━━━━━ Material for this task ━━━━━
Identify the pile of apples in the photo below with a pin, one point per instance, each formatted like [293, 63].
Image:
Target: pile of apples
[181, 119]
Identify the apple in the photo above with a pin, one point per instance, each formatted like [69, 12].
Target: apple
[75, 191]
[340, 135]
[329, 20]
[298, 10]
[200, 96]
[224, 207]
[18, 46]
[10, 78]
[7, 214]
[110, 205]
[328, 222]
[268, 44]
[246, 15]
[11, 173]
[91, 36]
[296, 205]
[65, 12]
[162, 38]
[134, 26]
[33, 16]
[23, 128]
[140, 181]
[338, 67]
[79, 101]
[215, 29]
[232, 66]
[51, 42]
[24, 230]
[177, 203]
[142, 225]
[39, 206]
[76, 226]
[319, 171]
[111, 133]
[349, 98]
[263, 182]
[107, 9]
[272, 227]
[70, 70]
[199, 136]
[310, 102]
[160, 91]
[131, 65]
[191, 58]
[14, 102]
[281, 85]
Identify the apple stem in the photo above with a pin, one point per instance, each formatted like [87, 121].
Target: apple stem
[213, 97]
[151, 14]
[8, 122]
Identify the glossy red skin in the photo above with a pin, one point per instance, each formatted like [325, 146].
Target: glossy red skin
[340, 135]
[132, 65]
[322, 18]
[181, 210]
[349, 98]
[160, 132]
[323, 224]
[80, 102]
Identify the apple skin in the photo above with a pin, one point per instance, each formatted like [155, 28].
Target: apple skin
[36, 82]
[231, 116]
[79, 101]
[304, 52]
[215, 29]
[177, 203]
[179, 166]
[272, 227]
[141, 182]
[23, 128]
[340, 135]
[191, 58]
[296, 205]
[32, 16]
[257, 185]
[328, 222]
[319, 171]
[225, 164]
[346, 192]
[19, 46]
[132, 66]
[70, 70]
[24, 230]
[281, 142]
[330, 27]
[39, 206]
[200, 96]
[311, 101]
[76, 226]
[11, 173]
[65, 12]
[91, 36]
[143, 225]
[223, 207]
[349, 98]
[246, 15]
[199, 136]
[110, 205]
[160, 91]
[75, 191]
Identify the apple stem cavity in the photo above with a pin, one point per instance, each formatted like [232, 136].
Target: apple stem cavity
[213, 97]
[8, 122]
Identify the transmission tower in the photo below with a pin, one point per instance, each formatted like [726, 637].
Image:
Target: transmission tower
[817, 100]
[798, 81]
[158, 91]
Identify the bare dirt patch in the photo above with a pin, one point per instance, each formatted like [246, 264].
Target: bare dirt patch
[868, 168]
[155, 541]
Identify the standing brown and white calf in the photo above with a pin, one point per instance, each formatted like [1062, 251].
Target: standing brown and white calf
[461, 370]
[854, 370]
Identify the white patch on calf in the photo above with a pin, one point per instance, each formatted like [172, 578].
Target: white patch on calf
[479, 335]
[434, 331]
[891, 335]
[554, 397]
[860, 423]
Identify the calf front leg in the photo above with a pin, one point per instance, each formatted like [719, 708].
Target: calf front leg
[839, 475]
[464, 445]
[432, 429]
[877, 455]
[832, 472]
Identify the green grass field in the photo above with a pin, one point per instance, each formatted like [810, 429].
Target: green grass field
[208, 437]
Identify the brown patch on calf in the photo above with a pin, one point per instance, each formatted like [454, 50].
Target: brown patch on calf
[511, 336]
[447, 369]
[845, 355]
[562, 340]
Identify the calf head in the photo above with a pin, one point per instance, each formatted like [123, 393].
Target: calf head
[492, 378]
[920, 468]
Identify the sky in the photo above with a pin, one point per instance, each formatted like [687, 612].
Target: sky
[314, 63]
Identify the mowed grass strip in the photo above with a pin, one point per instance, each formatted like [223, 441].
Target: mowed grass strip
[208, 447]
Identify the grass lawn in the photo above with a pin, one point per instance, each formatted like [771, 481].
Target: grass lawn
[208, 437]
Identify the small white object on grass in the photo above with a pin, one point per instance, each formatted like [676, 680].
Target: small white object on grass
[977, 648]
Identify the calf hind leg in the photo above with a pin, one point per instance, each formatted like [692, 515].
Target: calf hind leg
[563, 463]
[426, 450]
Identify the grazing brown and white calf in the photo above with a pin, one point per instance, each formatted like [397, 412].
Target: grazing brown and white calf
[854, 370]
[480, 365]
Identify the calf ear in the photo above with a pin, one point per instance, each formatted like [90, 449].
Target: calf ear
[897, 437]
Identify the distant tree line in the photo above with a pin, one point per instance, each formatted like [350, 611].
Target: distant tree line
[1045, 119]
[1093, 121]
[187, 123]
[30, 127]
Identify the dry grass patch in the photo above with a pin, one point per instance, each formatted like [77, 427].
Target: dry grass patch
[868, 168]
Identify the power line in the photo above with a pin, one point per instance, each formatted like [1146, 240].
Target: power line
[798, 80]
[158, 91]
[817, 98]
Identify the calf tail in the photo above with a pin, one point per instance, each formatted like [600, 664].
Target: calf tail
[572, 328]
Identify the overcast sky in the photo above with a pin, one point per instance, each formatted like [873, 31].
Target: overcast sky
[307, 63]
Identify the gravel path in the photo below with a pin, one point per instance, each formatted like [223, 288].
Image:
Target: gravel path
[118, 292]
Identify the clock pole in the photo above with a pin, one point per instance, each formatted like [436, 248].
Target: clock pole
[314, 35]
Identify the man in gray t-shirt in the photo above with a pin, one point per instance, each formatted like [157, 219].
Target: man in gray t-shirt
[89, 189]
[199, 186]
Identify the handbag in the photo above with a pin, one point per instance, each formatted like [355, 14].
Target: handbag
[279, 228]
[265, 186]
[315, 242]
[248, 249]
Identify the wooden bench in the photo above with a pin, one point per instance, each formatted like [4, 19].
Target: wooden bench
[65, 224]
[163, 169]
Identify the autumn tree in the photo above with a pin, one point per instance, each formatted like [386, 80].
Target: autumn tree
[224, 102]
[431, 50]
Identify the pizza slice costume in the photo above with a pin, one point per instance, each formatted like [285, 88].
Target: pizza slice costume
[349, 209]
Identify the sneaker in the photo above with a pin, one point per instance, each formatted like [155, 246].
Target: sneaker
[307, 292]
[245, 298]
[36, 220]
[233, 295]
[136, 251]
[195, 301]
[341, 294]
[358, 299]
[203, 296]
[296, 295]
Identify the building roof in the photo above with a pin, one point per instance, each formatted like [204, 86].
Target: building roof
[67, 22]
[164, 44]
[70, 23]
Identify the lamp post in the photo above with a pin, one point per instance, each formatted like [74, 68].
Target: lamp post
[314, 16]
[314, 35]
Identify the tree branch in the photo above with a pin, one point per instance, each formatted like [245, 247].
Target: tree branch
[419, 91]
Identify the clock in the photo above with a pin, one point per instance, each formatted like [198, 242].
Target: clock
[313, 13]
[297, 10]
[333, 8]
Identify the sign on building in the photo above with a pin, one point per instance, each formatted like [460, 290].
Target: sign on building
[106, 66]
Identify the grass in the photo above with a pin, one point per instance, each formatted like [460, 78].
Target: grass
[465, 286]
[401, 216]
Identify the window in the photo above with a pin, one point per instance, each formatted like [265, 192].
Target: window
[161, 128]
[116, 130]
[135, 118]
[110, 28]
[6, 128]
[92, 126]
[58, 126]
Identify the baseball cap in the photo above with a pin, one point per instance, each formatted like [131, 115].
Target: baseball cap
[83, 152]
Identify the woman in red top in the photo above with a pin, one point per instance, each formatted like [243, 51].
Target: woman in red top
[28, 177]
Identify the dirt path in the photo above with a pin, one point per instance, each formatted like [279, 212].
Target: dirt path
━━━━━
_Task:_ Extract the data in full. Keep it word for word.

_Result of this exercise:_
Identify the pile of apples in the photo below with a pin, one point per instance, each formatted like [293, 63].
Image:
Target: pile of apples
[181, 119]
Identify the apple in the photo above with a pin, one point per instance, each formatted like [69, 12].
Target: apple
[75, 191]
[340, 135]
[329, 20]
[298, 10]
[200, 96]
[224, 207]
[18, 46]
[10, 78]
[7, 214]
[110, 205]
[328, 222]
[268, 44]
[246, 15]
[11, 173]
[91, 36]
[296, 205]
[65, 12]
[162, 38]
[134, 26]
[33, 16]
[23, 128]
[140, 181]
[338, 67]
[79, 101]
[215, 29]
[232, 66]
[51, 42]
[24, 230]
[177, 203]
[142, 225]
[39, 206]
[76, 226]
[319, 171]
[111, 133]
[349, 98]
[263, 182]
[107, 9]
[272, 227]
[70, 70]
[199, 136]
[310, 102]
[160, 91]
[131, 65]
[191, 58]
[14, 102]
[281, 85]
Identify the apple stem in the photo above with a pin, one point per instance, each formatted like [87, 121].
Target: apple stem
[213, 97]
[151, 14]
[8, 122]
Identify the glossy red skin in the photo above with a pin, one point per instance, each formatted like [325, 146].
Target: glossy red skin
[340, 135]
[132, 65]
[322, 18]
[181, 210]
[349, 98]
[160, 132]
[323, 224]
[80, 102]
Identify the apple skin in the photo above with a pin, one point per instance, each formatted like [155, 28].
Target: apple skin
[36, 82]
[231, 116]
[79, 101]
[304, 52]
[215, 29]
[177, 203]
[179, 166]
[272, 227]
[141, 182]
[23, 128]
[340, 135]
[191, 58]
[296, 205]
[32, 16]
[257, 185]
[328, 222]
[319, 171]
[225, 164]
[346, 192]
[19, 46]
[132, 66]
[70, 70]
[24, 230]
[281, 142]
[330, 27]
[39, 206]
[200, 96]
[311, 101]
[76, 226]
[11, 173]
[65, 12]
[91, 36]
[143, 225]
[223, 207]
[349, 98]
[246, 15]
[199, 136]
[110, 205]
[160, 91]
[75, 191]
Identify the apple stem cavity in the photo above with a pin, one point per instance, each formatted like [232, 136].
Target: apple stem cavity
[213, 97]
[8, 122]
Identify the transmission tower in the photo below with a pin, one point per instance, each formatted like [726, 637].
Image:
Target: transmission tower
[817, 100]
[798, 81]
[158, 91]
Identify the bare dirt patch in the photo above with a pin, one point per instance, each formatted like [246, 264].
Target: bare dirt patch
[868, 168]
[155, 541]
Identify the standing brown and white calf in the photo above with a pin, one point per instance, each formatted like [1062, 251].
Target: standing brown and white calf
[461, 370]
[854, 370]
Identify the white patch on calf in the photo above with a pin, one point per instance, each formatted like [172, 578].
Target: white patch on calf
[479, 335]
[434, 331]
[891, 335]
[554, 397]
[860, 423]
Identify the calf front leg in the photo above with a pin, one point per instance, each formatted like [719, 708].
Target: calf front leg
[839, 475]
[464, 445]
[432, 429]
[877, 455]
[832, 472]
Identify the green grass field in the photo above with a pin, one point per instance, each formatted like [810, 429].
Target: green grass field
[208, 437]
Identify the brown patch on calf in the photo above with a pin, one point per instance, each formatted like [454, 50].
Target: brown patch on calf
[511, 336]
[447, 369]
[845, 355]
[562, 340]
Identify the calf head in the photo above with a pin, one point per instance, each formatted like [123, 393].
Target: calf head
[492, 378]
[920, 468]
Identify the sky in the photo above with a pin, one point per instance, each formatted like [687, 612].
Target: sky
[314, 63]
Identify the mowed grass strip in the photo above with a pin, one point per instance, each formatted like [223, 441].
Target: mowed grass strip
[208, 447]
Identify the grass lawn in the photo above with a pin, one point per instance, each formatted like [771, 481].
Target: grass lawn
[208, 437]
Identify the small white object on grass in the photo above with a pin, one point per instance, each formatted like [676, 680].
Target: small white object on grass
[977, 648]
Identify the calf hind leg in the photo above with a pin, one point per instance, each formatted like [692, 515].
Target: calf hind leg
[563, 463]
[426, 450]
Identify the grazing brown and white calf in the photo above with a pin, one point per instance, each formatted like [397, 412].
Target: grazing brown and white calf
[854, 370]
[480, 365]
Identify the calf ear in the photo above with a pin, one point per instance, each formatted like [90, 449].
Target: calf ear
[897, 437]
Identify the distant tree line in the photo above with a pin, one point per instance, each formatted like [350, 611].
Target: distant tree line
[1045, 119]
[1093, 121]
[187, 123]
[30, 127]
Identify the dry grass patch in the photo above with a pin, one point per instance, each formatted like [77, 427].
Target: dry grass patch
[868, 168]
Identify the power line in the photo above with a pin, one point per instance, each formatted like [1146, 240].
Target: power line
[798, 80]
[158, 91]
[817, 98]
Identify the calf tail in the photo above with a pin, one point per instance, each formatted like [600, 664].
Target: calf tail
[572, 328]
Identify the overcast sky in the photo above with a pin, one point per instance, each formatted like [873, 31].
Target: overcast sky
[307, 63]
Identify the gravel path in the photo below with a pin, one point per instance, each formatted like [223, 288].
Image:
Target: gravel path
[118, 292]
Identify the clock pole in the photo above with a pin, one point per instance, each formatted like [436, 248].
Target: clock pole
[314, 35]
Identify the man in gray t-shirt in the photo above with a pin, one point per instance, each formatted like [157, 219].
Target: man in gray t-shirt
[89, 189]
[199, 186]
Identify the handbag in the photo above with a pin, one point per instance, each formatted like [355, 14].
Target: handbag
[279, 228]
[265, 186]
[315, 242]
[248, 249]
Identify the wooden bench in the photo above with a pin, one point per instance, each formatted like [4, 19].
Target: wooden bench
[65, 224]
[163, 169]
Identify the autumn tree in the photo above with a pin, one point per instance, each formatted like [386, 80].
Target: autumn tree
[224, 102]
[431, 50]
Identify the pizza slice costume in the photo above with a pin, one point per instance, each formatted like [285, 88].
Target: pizza slice costume
[349, 209]
Identify the sneaker in the photo above with a pin, one point per instance, each formatted like [155, 246].
Target: sneaker
[307, 292]
[245, 298]
[36, 220]
[233, 295]
[136, 251]
[195, 301]
[341, 294]
[358, 299]
[203, 296]
[296, 295]
Identify the building roof in the photo above with a pin, one point per instance, each formatted like [204, 86].
Target: building roof
[67, 22]
[164, 44]
[70, 23]
Identify the lamp post in the photo above with a pin, one point per instance, each formatted like [74, 68].
Target: lamp post
[314, 16]
[314, 35]
Identify the tree branch in the photo above with a pin, one point per instance, each formatted like [245, 247].
Target: tree branch
[419, 91]
Identify the clock in the photo above with a pin, one point per instance, each formatted like [198, 242].
Target: clock
[313, 13]
[297, 10]
[333, 8]
Identify the sign on building in the photo above with a pin, one point per instance, each formatted like [460, 290].
Target: sign on building
[106, 66]
Identify the grass in the photo above with a pin, one point per instance, each formatted like [460, 78].
Target: grass
[465, 286]
[401, 216]
Identify the window in the photo above with a pin, one point per instance, each formatted like [265, 192].
Target: window
[161, 128]
[116, 130]
[135, 118]
[110, 28]
[6, 128]
[92, 126]
[58, 126]
Identify the baseball cap in the photo above with a pin, one point per instance, each formatted like [131, 115].
Target: baseball cap
[83, 152]
Identify the woman in red top in the photo above with a pin, one point per instance, each formatted like [243, 51].
Target: woman in red top
[28, 177]
Identify the dirt path in the photo above with a pin, one point per instance, each formatted like [279, 212].
Target: dirt path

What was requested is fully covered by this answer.